Textpassage:

+ + +

# taz.de -- Kolumne Afrobeat: Kinder des weißen Terrors
       
       > Kein marokkanischer oder algerischer Rentner heißt die Anschläge in Paris
       > und Brüssel gut. Aber der Terror hat eine Verbindung zu den
       > Kolonialkriegen.
       
 (IMG) Bild: Frankreichs koloniales Erbe: Gedenkplatte in Paris für die Opfer des Algerienkrieges, der am 5. Juli 1962 endete
       
       Drei Tage vor den Brüsseler Terroranschlägen, am 19. März, trat Frankreichs
       Präsident FrançoisHollande in Paris vor die französische Gedenkstätte für
       die Toten des Algerienkrieges und legte einen Kranz nieder. Der 19. März
       erinnert an den Tag des Inkrafttretens des Waffenstillstandes von Evian im
       Jahr 1962 nach fast siebeneinhalb Jahren Krieg mit mindestens 400.000
       Toten. Kurz darauf wurde Algerien unabhängig. Der Algerienkrieg war der
       blutigste Kolonialkrieg Frankreichs, seine Opfer zu ehren sollte eine
       Selbstverständlichkeit sein.
       
       Ist es aber nicht. Die Gedenkstätte gibt es erst seit 2002, den Gedenktag
       seit 2012, und 2016 war das erste Jahr, in dem überhaupt ein französischer
       Staatspräsident ihn beging. Hollandes konservativer Vorgänger Nicolas
       Sarkozy schimpfte, dieses Datum sei eines französischen Staatschefs
       unwürdig, denn es bedeute, „dass es jetzt eine gute und schlechte Seite der
       Geschichte gibt und dass Frankreich auf der schlechten Seite stand“.
       
       Was ja nicht sein kann. Unter Präsident Sarkozy waren Frankreichs
       Geschichtslehrer angehalten, im Schulunterricht die guten Seiten der
       Kolonialherrschaft hervorzuheben, und er selbst dozierte vor afrikanischem
       Publikum, „der afrikanische Mann“ sei „noch nicht in die Geschichte
       eingetreten“; all das ist keine zehn Jahre her. Was hat das mit Brüssel zu
       tun? Nichts. Und doch sehr viel.
       
       Der Paris-Attentäter Salah Abdeslam, dessen Verhaftung in Brüssel am 18.

+ + +

Datenauszug:
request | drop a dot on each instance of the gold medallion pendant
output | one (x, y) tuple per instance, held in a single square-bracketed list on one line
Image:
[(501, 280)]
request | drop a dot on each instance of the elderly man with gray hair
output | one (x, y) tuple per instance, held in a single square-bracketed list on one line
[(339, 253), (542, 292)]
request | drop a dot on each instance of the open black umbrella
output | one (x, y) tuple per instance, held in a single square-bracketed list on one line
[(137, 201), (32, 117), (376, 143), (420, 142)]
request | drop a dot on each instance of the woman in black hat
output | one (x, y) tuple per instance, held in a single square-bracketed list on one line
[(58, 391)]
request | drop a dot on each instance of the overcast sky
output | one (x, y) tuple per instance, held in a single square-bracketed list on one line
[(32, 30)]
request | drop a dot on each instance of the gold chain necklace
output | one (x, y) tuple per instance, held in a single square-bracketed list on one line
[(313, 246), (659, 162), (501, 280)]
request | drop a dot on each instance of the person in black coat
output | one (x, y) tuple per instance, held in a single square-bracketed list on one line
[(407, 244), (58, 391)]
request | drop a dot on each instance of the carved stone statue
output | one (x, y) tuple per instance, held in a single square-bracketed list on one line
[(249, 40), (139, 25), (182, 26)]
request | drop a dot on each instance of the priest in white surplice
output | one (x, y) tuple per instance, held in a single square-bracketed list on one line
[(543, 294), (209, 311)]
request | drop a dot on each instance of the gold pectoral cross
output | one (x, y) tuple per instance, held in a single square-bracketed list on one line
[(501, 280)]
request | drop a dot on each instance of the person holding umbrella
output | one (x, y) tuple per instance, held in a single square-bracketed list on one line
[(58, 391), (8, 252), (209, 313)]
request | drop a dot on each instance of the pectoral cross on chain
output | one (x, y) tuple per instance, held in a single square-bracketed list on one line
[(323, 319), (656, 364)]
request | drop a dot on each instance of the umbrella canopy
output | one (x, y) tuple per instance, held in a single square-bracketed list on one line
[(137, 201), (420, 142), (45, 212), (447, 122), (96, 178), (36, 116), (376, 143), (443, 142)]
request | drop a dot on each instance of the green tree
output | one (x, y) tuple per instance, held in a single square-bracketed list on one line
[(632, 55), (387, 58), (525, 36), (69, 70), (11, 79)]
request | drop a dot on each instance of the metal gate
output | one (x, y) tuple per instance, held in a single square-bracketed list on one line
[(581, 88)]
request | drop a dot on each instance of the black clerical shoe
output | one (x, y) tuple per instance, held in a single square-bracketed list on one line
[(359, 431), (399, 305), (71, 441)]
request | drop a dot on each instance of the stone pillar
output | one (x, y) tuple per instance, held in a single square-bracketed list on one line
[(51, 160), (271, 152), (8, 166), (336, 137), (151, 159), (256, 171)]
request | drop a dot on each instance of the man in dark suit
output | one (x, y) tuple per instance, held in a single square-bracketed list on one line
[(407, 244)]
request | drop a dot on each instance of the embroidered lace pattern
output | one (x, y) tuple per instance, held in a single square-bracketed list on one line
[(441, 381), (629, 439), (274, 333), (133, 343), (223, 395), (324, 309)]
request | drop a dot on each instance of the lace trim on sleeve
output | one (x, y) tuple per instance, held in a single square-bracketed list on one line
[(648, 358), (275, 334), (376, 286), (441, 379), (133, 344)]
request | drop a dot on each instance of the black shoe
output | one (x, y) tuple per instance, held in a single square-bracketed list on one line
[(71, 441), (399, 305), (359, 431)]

+ + +

Arbeitsauftrag:
(1) Nenne alle vierstelligen Jahreszahlen, die in der Textpassage vorkommen. Führe jede nur einmal auf.
(2) Schreibe die Textpassage von „Drei Tage vor“ bis „Selbstverständlichkeit sein.“ wortgetreu ab.

Ergebnisse je Aufgabe:
(1) 1962, 2002, 2012, 2016

(2)
Drei Tage vor den Brüsseler Terroranschlägen, am 19. März, trat Frankreichs
       Präsident FrançoisHollande in Paris vor die französische Gedenkstätte für
       die Toten des Algerienkrieges und legte einen Kranz nieder. Der 19. März
       erinnert an den Tag des Inkrafttretens des Waffenstillstandes von Evian im
       Jahr 1962 nach fast siebeneinhalb Jahren Krieg mit mindestens 400.000
       Toten. Kurz darauf wurde Algerien unabhängig. Der Algerienkrieg war der
       blutigste Kolonialkrieg Frankreichs, seine Opfer zu ehren sollte eine
       Selbstverständlichkeit sein.